■ EXTRACTED TEXT:
-*-*-

Sprite hardware varies in how many sprites are supported, how many can be displayed on a single scan line (which is often a lower number), the dimensions and colors of each sprite, and special effects such as scaling or reporting pixel-precise overlap. Use of the term sprite has expanded to refer to any two-dimensional bitmap used as part of a graphics display, even if drawn into a frame buffer (by either software or a GPU) instead of being composited on-the-fly at display time.
Signetics devised the first chips capable of generating sprite graphics (referred to as objects by Signetics) for home systems. The Signetics 2636 video processors were first used in the 1978 1292 Advanced Programmable Video System and later in the 1979 Elektor TV Games Computer. The Atari VCS, released in 1977, features a hardware sprite implementation where five graphical objects can be moved independently of the game playfield. The term sprite was not in use at the time. The VCS's sprites are called movable objects in the programming manual, further identified as two players, two missiles, and one ball. These each consist of a single row of pixels that are displayed on a scan line. To produce a two-dimensional shape, the sprite's single-row bitmap is altered by software from one scan line to the next.
The 1979 Atari 400 and 800 home computers feature similar, but more elaborate, circuitry capable of moving eight single-color objects per scan line: four 8-bit wide players and four 2-bit wide missiles. Each is the full height of the display—a long, thin strip. DMA from a table in memory automatically sets the graphics pattern registers for each scan line. Hardware registers control the horizontal position of each player and missile. Vertical motion is achieved by moving the bitmap data within a player or missile's strip. The feature was called player/missile graphics by Atari.
The Namco Galaxian arcade system board, for the 1979 arcade game Galaxian, featured animated, multi-colored sprites. It pioneered a sprite system that animated pre-loaded sprites over a scrolling background, which became the basis for Nintendo's Radar Scope and Donkey Kong arcade hardware and home consoles such as the Nintendo Entertainment System. According to Steve Golson from General Computer Corporation, the term "stamp" was used instead of "sprite" at the time.

-*-*-

■ RAW RECORDS:
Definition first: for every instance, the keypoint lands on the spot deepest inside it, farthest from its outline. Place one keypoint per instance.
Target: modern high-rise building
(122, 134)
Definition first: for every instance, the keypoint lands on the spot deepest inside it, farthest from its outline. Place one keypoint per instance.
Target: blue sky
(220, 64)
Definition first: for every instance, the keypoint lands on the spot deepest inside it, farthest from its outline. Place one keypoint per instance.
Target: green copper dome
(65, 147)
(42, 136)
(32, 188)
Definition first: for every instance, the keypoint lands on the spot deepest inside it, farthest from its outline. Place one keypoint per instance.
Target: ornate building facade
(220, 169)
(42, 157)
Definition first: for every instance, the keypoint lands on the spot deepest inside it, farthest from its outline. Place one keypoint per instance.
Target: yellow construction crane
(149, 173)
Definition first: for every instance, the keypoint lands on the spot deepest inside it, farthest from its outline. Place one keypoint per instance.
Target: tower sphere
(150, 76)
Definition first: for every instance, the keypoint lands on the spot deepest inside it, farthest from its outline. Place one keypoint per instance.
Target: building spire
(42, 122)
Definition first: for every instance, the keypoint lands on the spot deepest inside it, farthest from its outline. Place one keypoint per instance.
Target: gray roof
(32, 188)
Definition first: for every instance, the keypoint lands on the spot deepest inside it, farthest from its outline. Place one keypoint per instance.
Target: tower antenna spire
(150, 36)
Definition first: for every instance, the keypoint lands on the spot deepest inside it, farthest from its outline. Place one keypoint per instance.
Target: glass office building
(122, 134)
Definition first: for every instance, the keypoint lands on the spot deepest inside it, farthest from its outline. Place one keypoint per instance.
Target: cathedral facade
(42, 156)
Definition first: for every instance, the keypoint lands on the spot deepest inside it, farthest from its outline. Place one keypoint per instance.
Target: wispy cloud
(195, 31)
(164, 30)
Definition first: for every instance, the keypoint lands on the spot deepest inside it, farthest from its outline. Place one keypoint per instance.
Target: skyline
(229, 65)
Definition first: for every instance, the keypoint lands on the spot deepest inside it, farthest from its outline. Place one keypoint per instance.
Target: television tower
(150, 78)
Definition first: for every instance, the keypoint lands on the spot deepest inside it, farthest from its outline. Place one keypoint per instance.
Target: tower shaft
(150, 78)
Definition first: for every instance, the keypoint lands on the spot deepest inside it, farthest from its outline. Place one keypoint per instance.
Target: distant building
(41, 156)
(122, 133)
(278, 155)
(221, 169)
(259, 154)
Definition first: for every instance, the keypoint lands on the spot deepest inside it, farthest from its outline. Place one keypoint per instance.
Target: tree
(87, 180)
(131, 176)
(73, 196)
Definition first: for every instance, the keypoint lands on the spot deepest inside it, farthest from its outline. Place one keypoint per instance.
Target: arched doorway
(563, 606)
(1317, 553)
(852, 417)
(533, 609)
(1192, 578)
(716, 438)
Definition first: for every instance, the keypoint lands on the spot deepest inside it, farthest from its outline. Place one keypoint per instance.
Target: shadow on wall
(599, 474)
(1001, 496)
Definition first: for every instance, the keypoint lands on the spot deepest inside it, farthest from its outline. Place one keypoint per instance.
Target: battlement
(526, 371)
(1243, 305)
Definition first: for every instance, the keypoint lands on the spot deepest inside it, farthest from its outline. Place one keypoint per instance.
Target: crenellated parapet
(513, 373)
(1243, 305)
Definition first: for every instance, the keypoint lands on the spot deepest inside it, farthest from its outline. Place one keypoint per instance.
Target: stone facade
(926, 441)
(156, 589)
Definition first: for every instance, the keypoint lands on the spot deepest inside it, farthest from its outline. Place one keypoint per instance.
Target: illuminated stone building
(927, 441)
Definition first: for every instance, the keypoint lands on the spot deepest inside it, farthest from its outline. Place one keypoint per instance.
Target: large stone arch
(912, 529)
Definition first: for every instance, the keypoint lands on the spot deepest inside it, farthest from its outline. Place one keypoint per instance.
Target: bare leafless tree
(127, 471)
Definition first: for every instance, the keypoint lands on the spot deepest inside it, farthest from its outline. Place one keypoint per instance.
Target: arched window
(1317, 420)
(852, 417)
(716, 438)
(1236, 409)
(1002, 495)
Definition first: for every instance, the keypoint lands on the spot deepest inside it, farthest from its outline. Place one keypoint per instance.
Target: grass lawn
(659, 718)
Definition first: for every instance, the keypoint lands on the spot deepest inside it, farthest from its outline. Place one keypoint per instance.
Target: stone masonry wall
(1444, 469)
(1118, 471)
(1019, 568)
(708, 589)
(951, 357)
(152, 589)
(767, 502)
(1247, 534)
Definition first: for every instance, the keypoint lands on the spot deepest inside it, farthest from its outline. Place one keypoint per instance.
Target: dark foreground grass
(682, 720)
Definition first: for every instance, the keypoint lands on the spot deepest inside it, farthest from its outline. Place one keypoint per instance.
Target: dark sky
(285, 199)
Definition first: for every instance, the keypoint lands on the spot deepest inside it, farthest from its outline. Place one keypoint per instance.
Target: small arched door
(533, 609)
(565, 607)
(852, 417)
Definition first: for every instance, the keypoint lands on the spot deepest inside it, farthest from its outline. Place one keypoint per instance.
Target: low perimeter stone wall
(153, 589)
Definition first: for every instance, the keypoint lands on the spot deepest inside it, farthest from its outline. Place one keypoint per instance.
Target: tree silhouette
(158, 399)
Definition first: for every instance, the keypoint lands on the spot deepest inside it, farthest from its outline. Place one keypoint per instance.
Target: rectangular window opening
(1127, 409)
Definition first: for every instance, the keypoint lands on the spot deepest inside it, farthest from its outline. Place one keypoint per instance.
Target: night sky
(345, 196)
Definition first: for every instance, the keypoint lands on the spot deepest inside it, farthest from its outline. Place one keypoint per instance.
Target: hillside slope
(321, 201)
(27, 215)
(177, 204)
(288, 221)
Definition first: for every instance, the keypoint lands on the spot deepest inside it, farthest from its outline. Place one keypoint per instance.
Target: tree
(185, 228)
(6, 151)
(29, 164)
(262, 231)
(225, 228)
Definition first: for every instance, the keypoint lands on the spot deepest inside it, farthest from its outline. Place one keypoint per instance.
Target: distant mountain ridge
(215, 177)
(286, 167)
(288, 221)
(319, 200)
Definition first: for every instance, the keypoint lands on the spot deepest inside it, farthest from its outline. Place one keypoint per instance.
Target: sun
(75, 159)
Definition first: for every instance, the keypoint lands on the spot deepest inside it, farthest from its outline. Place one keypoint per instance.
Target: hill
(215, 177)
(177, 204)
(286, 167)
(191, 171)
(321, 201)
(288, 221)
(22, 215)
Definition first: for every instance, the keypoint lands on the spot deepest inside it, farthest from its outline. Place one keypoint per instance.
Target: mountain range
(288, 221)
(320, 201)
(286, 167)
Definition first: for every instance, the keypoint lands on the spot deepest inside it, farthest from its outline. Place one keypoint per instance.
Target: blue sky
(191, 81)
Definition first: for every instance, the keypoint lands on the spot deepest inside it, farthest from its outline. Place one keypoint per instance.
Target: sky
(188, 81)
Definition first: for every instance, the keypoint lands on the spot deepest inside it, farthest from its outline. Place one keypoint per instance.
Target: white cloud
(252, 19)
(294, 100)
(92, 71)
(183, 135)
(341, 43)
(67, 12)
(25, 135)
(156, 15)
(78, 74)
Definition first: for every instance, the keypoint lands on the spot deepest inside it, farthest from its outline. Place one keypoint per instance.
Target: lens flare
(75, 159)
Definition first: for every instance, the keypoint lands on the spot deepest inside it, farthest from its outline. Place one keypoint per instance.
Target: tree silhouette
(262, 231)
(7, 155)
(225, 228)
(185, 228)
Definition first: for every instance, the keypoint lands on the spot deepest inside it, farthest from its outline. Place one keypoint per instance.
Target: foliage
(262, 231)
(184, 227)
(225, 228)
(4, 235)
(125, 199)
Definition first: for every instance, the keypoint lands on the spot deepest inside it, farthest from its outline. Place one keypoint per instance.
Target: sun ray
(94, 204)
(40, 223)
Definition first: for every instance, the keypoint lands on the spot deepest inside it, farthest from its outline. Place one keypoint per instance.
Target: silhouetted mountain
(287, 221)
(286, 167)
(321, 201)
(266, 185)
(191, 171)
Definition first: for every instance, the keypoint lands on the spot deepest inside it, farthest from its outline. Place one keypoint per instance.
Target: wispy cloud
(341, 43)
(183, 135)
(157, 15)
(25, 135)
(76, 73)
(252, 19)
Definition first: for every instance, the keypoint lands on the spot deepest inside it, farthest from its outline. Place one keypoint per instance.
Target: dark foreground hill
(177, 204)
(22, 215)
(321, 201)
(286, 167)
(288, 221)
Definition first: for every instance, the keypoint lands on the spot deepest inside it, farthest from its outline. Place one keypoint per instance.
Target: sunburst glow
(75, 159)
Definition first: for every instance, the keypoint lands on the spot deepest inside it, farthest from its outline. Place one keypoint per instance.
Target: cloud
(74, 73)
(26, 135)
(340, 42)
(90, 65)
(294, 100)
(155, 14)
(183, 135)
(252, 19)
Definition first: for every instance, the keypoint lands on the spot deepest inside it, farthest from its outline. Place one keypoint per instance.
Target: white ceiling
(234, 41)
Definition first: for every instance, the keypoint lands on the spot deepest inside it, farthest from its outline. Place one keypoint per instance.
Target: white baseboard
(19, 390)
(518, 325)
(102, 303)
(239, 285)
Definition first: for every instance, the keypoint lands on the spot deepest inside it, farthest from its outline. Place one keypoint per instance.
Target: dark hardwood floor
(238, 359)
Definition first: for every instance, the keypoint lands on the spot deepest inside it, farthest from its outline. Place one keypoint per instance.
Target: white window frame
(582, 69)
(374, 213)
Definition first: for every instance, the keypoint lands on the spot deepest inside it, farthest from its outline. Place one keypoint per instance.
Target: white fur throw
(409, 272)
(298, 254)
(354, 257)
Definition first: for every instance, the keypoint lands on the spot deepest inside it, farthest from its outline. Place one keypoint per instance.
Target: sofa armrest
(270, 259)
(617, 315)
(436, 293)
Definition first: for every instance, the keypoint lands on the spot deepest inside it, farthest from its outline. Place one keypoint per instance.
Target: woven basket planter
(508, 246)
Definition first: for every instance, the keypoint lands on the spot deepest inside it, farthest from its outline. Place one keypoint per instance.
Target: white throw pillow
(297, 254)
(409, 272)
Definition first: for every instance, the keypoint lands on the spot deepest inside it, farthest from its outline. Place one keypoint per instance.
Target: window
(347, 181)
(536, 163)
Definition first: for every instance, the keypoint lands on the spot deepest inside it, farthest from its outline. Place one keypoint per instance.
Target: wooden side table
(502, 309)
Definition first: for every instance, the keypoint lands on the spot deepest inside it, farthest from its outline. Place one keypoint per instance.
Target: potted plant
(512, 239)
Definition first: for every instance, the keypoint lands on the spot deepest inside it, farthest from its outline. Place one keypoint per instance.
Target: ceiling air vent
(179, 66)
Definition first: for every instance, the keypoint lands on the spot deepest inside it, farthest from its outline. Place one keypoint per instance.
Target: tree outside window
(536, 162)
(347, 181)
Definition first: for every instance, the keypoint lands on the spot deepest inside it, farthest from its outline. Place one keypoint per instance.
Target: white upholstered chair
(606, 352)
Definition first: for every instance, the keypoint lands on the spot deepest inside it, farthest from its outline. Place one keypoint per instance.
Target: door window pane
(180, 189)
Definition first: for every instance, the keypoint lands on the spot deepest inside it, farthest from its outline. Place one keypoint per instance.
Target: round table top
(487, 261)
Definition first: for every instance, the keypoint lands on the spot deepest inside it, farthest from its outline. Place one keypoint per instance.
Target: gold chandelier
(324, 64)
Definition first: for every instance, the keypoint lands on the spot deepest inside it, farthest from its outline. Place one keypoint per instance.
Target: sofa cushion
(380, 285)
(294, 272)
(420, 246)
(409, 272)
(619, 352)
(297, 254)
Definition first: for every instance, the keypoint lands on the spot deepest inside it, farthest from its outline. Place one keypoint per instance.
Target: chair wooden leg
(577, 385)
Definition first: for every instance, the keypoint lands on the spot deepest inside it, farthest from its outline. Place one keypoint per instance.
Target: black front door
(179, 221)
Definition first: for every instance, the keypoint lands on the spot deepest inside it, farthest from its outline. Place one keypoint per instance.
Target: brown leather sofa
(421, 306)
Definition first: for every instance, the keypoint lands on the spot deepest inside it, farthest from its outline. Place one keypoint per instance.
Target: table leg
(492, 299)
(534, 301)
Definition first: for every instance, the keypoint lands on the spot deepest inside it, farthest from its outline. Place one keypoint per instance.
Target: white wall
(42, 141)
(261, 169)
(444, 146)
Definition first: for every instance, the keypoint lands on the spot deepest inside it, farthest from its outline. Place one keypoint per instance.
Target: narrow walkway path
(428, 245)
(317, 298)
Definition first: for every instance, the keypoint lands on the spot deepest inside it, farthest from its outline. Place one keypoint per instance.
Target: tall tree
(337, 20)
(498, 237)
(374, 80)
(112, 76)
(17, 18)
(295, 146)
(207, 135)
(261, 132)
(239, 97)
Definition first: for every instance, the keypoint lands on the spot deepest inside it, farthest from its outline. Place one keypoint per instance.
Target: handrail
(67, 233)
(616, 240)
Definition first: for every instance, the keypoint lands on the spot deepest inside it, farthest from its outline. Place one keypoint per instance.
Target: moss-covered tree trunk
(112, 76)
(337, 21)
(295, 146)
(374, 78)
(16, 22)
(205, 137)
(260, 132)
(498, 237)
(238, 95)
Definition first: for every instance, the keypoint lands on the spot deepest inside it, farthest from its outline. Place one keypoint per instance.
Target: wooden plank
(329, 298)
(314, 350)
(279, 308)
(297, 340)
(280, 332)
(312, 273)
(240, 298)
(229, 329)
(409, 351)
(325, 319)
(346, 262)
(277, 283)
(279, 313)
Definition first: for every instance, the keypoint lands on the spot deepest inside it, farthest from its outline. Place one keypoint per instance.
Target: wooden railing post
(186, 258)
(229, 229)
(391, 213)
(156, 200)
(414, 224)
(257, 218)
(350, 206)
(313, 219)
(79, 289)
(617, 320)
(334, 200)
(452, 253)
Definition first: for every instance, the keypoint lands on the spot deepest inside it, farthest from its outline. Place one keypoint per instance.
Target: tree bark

-*-*-

■ SET PROBLEM A: Reproduce verbatim the part of the passage on sprite hardware that opens with the words containing "Sprite hardware varies" and closes with "at display time.".
■ SET PROBLEM B: According to the passage on sprite hardware, in what ways does sprite hardware vary? List every one it names.

■ TASK RESPONSE A:
Sprite hardware varies in how many sprites are supported, how many can be displayed on a single scan line (which is often a lower number), the dimensions and colors of each sprite, and special effects such as scaling or reporting pixel-precise overlap. Use of the term sprite has expanded to refer to any two-dimensional bitmap used as part of a graphics display, even if drawn into a frame buffer (by either software or a GPU) instead of being composited on-the-fly at display time.

■ TASK RESPONSE B:
- How many sprites are supported
- How many sprites can be displayed on a single scan line
- The dimensions and colors of each sprite
- Special effects such as scaling or reporting pixel-precise overlap